### Assignment:
Find the lines in the entries that follow where the word "point" occurs, and state how many there are, with no other words.

### Data under study:
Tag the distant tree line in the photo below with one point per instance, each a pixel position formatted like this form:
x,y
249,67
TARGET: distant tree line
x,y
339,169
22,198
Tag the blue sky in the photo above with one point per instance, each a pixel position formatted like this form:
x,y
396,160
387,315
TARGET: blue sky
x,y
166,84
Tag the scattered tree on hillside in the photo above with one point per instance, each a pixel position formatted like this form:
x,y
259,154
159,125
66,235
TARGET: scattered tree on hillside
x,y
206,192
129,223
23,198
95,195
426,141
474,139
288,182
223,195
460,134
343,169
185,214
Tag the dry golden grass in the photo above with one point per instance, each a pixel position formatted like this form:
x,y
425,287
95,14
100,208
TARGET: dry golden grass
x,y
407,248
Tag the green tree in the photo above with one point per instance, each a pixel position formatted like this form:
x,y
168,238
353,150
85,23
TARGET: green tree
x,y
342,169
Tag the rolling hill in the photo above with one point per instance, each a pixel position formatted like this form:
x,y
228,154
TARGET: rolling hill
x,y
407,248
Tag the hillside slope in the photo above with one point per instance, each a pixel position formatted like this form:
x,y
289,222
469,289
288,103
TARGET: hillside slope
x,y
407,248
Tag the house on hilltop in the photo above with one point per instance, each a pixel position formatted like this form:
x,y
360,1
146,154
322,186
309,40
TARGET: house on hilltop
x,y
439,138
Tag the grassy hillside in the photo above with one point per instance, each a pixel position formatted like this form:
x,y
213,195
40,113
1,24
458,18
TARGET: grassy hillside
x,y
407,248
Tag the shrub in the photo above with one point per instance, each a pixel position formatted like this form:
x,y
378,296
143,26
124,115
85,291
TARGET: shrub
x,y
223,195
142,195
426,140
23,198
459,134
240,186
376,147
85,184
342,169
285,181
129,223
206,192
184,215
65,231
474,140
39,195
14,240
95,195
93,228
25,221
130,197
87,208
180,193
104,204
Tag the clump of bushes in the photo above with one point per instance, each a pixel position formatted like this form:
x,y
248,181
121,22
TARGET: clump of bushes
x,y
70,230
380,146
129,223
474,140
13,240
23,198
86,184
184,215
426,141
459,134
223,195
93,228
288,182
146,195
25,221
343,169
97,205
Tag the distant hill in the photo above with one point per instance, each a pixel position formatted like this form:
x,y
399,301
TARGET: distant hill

### Output for this task:
12